Alıştırmanın amacı:
Aşağıdaki materyalin tamamında "Results" geçen her yere "Points" koyarak satırları yeniden yazın; başka hiçbir şeyi değiştirmeyin.

Verilen materyal:
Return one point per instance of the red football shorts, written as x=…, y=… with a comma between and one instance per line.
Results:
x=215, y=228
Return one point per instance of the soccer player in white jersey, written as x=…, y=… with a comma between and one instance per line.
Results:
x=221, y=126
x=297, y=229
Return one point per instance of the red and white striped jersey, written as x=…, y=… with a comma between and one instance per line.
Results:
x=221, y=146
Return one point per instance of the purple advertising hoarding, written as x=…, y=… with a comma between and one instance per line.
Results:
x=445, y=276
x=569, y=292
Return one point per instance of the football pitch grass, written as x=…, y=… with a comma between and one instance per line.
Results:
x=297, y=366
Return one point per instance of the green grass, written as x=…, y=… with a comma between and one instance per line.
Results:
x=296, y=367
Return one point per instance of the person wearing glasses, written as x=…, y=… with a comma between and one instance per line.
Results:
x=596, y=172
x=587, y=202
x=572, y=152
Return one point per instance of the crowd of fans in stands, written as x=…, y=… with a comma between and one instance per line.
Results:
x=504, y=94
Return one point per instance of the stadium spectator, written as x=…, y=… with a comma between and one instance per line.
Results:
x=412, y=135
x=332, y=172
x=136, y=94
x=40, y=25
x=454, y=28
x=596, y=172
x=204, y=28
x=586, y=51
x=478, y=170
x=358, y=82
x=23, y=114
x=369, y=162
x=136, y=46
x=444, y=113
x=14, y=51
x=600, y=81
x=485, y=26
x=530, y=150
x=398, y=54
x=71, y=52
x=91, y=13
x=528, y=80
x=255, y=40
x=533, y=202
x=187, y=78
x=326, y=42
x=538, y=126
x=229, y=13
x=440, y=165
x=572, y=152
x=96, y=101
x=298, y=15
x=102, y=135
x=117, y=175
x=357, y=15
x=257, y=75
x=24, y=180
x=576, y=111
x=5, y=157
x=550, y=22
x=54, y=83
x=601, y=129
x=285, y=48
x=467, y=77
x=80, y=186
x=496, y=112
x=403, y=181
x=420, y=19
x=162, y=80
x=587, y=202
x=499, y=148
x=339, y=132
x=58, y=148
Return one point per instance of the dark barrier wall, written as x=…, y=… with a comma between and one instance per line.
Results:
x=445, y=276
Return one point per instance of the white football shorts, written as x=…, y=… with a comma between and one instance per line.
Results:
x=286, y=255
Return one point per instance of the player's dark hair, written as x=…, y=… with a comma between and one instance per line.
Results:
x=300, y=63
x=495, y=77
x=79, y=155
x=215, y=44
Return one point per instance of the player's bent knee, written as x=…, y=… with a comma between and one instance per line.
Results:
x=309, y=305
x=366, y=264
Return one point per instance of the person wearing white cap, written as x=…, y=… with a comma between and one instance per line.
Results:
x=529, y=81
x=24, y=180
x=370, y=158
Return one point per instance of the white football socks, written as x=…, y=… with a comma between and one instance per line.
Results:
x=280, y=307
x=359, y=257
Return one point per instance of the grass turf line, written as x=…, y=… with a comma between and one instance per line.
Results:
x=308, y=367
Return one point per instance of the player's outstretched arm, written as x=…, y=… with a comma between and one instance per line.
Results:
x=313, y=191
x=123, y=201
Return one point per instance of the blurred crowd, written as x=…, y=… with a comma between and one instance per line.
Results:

Tam çıktı:
Return one point per instance of the red football shorts, written as x=…, y=… with a comma between and one instance per line.
Points:
x=215, y=228
Return one point per instance of the soccer player in white jersey, written as x=…, y=… with a comma between and one instance per line.
Points:
x=221, y=126
x=297, y=229
Return one point per instance of the red and white striped jersey, written as x=…, y=… with a comma between and one instance per line.
Points:
x=221, y=146
Return one point per instance of the purple advertising hoarding, written as x=…, y=… with a comma between and one instance per line.
Points:
x=445, y=276
x=569, y=292
Return one point per instance of the football pitch grass, written as x=…, y=… with a comma between and one instance per line.
Points:
x=297, y=366
Return one point per instance of the green grass, written as x=…, y=… with a comma between and one instance per line.
Points:
x=296, y=367
Return one point per instance of the person wearing glasses, written as x=…, y=… with a comma between and one instance per line.
Points:
x=596, y=172
x=587, y=202
x=572, y=152
Return one point per instance of the crowd of fans in stands, written as x=…, y=… with a comma between and one instance per line.
Points:
x=504, y=94
Return one point per instance of the stadium spectator, written as x=…, y=… with a comma between and one instance per line.
Points:
x=412, y=135
x=332, y=172
x=136, y=94
x=40, y=25
x=454, y=28
x=596, y=172
x=204, y=28
x=586, y=51
x=478, y=170
x=358, y=82
x=23, y=114
x=369, y=162
x=136, y=46
x=444, y=113
x=14, y=51
x=600, y=81
x=485, y=26
x=530, y=150
x=398, y=54
x=71, y=52
x=91, y=13
x=528, y=80
x=255, y=40
x=533, y=202
x=187, y=78
x=326, y=42
x=538, y=126
x=229, y=13
x=440, y=165
x=572, y=152
x=96, y=101
x=298, y=15
x=102, y=135
x=117, y=175
x=357, y=15
x=257, y=75
x=24, y=180
x=576, y=111
x=5, y=157
x=550, y=22
x=54, y=83
x=601, y=129
x=285, y=48
x=467, y=77
x=80, y=186
x=496, y=112
x=403, y=181
x=420, y=19
x=162, y=80
x=587, y=202
x=499, y=148
x=339, y=132
x=58, y=148
Return one point per instance of the dark barrier wall, written as x=…, y=… with a comma between and one instance per line.
Points:
x=445, y=276
Return one point per instance of the white football shorts, written as x=…, y=… with a comma between and one instance per line.
Points:
x=286, y=255
Return one point per instance of the player's dark hair, written as x=…, y=… with a comma between and one instance per line.
Points:
x=300, y=63
x=495, y=77
x=79, y=155
x=215, y=44
Return one point per instance of the player's bent knee, written as x=…, y=… with a comma between and one instance per line.
Points:
x=309, y=305
x=366, y=264
Return one point per instance of the person wearing white cap, written as x=…, y=… with a comma between and one instance per line.
Points:
x=529, y=81
x=24, y=180
x=370, y=158
Return one point per instance of the white football socks, written as x=…, y=… with a comma between and one instance per line.
Points:
x=280, y=307
x=359, y=257
Return one point per instance of the grass turf line, written as x=…, y=… with a comma between and one instance per line.
Points:
x=308, y=367
Return one point per instance of the player's outstretched arm, written as x=…, y=… with a comma between and one instance per line.
Points:
x=313, y=191
x=123, y=201
Return one point per instance of the blurred crowd, written as x=…, y=… with a comma between and one instance per line.
Points:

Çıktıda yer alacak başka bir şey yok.